* Task prompt:
Exactly reproduce each record listed below.

* Material provided:
------------------------------------------------

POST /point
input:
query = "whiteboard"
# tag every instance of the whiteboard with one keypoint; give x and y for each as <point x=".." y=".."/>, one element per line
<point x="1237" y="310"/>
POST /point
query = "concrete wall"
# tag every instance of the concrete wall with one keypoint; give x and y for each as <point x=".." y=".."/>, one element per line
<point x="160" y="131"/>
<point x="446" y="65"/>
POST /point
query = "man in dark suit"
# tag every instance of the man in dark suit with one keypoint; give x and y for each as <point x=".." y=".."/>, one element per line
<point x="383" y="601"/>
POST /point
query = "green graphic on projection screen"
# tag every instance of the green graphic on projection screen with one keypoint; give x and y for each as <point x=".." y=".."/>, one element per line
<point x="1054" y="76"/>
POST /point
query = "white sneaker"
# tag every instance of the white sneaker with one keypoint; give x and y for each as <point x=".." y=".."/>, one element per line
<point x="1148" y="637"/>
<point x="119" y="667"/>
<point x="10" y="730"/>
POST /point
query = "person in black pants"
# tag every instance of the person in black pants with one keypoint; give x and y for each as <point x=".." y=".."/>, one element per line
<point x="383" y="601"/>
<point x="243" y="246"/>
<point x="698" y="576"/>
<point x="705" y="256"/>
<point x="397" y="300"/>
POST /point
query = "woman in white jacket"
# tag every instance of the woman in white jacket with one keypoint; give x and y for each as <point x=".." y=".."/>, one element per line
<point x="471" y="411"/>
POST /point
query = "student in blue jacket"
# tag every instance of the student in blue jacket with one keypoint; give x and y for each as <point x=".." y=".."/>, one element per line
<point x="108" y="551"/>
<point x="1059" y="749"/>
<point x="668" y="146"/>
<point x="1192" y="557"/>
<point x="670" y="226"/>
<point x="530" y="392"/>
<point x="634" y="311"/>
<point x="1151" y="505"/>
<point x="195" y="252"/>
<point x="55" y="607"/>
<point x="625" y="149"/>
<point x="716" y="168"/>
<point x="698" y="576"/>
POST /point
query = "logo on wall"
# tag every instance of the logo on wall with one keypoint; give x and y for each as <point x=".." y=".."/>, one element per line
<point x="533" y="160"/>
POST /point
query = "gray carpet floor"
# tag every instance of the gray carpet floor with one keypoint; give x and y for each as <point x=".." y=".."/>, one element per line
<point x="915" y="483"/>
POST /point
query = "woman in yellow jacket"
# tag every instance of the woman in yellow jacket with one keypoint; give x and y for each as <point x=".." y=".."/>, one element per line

------------------------------------------------

* Problem solution:
POST /point
input:
query = "whiteboard"
# tag every instance of the whiteboard with one keypoint; give x and y for each as <point x=".." y=".."/>, one element per line
<point x="1237" y="310"/>
POST /point
query = "concrete wall"
# tag every instance of the concrete wall with one keypoint; give x and y for each as <point x=".." y=".."/>, one element per line
<point x="160" y="131"/>
<point x="446" y="65"/>
POST /point
query = "man in dark suit"
# tag every instance of the man in dark suit with one keypoint; give x and y for each as <point x=".." y=".."/>, one element per line
<point x="383" y="601"/>
POST /point
query = "green graphic on projection screen"
# tag every instance of the green graphic on projection screen with one keypoint; give x and y for each as <point x=".." y=".."/>, one element per line
<point x="1054" y="76"/>
POST /point
query = "white sneaker"
# tag every instance of the white sneaker with one keypoint; give x and y for each as <point x=".." y=".."/>, one element per line
<point x="1148" y="637"/>
<point x="119" y="667"/>
<point x="10" y="730"/>
POST /point
query = "person in black pants"
# tag every instance of the person in black pants with one keypoint; give x and y for each as <point x=".." y=".."/>, one element per line
<point x="383" y="601"/>
<point x="243" y="246"/>
<point x="698" y="576"/>
<point x="705" y="256"/>
<point x="397" y="300"/>
POST /point
query = "woman in white jacket"
# tag every instance of the woman in white jacket with one keypoint; give x and y for each as <point x=".." y=".."/>, one element per line
<point x="471" y="411"/>
POST /point
query = "student in blue jacket"
# tag every instance of the student in blue jacket with one keypoint; give x and y for each as <point x=".." y=".."/>, one element per line
<point x="108" y="551"/>
<point x="1059" y="749"/>
<point x="668" y="146"/>
<point x="1192" y="557"/>
<point x="670" y="226"/>
<point x="530" y="392"/>
<point x="634" y="311"/>
<point x="1151" y="505"/>
<point x="195" y="252"/>
<point x="55" y="607"/>
<point x="625" y="149"/>
<point x="716" y="168"/>
<point x="698" y="576"/>
POST /point
query = "logo on wall"
# tag every instance of the logo on wall with one keypoint; give x and y for each as <point x=".." y=".."/>, one element per line
<point x="533" y="160"/>
POST /point
query = "gray carpet floor"
# tag every instance of the gray carpet floor with one keypoint; give x and y for each as <point x=".." y=".."/>, one element per line
<point x="915" y="483"/>
POST /point
query = "woman in yellow jacket"
# tag every instance of the woman in yellow jacket with one keypoint; give x and y for each as <point x=".." y=".."/>, one element per line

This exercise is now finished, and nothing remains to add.